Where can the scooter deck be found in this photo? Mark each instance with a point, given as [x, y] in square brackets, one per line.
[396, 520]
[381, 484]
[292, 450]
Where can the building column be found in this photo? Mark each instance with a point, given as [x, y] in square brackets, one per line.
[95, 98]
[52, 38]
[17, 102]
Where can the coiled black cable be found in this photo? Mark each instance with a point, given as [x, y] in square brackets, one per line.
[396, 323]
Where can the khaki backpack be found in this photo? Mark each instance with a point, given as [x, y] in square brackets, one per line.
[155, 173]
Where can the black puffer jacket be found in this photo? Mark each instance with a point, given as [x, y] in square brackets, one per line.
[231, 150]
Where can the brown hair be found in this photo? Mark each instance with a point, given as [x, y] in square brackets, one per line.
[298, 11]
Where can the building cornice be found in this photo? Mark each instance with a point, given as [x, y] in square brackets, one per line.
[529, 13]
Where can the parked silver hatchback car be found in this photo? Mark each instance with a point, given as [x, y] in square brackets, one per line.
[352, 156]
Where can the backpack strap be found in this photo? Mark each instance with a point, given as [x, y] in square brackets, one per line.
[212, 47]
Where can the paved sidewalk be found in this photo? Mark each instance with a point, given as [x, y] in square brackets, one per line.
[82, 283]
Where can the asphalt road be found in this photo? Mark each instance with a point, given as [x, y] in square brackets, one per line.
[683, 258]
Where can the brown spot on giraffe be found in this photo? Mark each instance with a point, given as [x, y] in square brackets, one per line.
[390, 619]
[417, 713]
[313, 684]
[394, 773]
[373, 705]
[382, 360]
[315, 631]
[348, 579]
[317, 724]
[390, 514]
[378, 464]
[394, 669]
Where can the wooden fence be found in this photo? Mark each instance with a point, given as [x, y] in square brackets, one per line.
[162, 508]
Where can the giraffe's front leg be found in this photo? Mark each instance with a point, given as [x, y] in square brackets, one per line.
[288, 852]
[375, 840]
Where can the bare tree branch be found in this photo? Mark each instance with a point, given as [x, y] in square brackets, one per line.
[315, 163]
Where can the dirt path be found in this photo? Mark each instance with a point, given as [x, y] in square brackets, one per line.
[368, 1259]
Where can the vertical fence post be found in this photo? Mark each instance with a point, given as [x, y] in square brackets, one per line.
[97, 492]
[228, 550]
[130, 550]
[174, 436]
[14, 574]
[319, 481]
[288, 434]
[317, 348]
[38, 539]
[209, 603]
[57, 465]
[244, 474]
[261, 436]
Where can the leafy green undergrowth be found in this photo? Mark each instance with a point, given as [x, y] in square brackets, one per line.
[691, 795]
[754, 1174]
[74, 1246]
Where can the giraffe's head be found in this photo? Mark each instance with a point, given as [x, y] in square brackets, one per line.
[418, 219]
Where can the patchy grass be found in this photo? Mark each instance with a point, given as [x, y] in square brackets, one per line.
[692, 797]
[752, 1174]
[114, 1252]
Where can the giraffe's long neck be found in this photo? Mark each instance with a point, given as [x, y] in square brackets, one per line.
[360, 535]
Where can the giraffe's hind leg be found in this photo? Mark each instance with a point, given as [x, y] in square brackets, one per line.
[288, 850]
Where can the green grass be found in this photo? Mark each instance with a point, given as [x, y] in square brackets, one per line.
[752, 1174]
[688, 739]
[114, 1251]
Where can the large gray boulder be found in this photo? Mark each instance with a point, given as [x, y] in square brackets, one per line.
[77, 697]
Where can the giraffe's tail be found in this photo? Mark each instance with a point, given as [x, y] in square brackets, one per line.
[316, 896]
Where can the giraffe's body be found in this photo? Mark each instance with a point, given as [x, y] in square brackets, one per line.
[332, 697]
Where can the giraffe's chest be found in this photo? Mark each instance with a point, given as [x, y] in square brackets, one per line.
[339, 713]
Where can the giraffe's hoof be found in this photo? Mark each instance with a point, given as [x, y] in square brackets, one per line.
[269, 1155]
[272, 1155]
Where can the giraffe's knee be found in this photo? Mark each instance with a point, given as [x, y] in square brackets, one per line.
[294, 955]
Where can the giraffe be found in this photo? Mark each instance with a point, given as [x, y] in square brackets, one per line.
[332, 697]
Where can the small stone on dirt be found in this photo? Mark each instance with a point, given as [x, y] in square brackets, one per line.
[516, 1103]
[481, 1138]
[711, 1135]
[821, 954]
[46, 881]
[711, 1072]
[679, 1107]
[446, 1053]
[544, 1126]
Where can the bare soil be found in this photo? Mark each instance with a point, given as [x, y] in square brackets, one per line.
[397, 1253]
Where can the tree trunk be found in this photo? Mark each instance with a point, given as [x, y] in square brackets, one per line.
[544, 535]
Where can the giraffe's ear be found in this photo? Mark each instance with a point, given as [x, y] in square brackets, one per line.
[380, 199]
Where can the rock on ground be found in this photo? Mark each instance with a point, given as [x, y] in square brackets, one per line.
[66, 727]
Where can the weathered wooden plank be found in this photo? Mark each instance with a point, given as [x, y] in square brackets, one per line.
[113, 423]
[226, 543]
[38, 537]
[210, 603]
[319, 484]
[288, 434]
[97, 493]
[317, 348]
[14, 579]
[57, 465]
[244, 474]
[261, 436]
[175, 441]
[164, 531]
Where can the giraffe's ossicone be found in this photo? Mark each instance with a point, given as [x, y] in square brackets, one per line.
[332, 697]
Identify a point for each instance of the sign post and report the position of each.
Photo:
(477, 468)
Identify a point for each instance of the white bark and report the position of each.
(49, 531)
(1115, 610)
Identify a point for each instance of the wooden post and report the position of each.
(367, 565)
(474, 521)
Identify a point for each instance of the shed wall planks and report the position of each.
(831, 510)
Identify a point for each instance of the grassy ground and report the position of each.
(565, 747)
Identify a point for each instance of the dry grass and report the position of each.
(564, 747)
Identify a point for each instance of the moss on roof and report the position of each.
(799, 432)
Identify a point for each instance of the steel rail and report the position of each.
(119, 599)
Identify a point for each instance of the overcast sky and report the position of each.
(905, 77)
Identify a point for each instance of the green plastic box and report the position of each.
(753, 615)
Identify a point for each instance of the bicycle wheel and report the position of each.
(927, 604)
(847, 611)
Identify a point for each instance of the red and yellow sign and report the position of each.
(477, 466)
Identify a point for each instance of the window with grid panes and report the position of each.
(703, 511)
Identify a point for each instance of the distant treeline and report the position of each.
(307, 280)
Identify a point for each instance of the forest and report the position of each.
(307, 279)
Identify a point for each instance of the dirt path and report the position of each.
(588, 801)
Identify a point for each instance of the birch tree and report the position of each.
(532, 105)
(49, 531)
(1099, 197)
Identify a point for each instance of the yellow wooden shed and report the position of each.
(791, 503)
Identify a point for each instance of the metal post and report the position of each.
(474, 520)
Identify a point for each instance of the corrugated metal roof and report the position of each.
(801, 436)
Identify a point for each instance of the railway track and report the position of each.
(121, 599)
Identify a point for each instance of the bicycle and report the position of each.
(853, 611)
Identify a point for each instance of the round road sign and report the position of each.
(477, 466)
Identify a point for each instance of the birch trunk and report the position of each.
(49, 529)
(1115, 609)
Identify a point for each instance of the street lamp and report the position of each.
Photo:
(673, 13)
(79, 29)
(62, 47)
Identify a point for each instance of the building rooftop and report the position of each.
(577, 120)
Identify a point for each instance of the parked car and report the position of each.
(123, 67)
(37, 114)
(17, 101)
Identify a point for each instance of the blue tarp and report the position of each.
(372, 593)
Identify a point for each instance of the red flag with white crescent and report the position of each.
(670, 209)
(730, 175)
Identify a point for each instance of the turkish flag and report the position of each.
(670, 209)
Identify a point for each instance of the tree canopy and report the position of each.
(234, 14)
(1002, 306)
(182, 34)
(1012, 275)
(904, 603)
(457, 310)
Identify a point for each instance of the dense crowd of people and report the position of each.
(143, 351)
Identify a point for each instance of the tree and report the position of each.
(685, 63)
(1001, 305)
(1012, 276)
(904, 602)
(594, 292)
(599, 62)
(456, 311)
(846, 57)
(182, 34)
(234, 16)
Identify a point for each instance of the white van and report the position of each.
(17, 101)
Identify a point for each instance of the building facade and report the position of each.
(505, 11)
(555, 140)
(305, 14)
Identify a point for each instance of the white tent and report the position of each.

**Work to complete**
Starting at the line that contains "Identify a point for each instance of the building facade", repeat each line exactly through the last one in the listing. Include both of those lines and nothing more.

**Completed exercise**
Identify a point for each instance of the building facade and report the position of each.
(505, 11)
(555, 140)
(305, 14)
Identify a point for each instance of the white tent and report the position of each.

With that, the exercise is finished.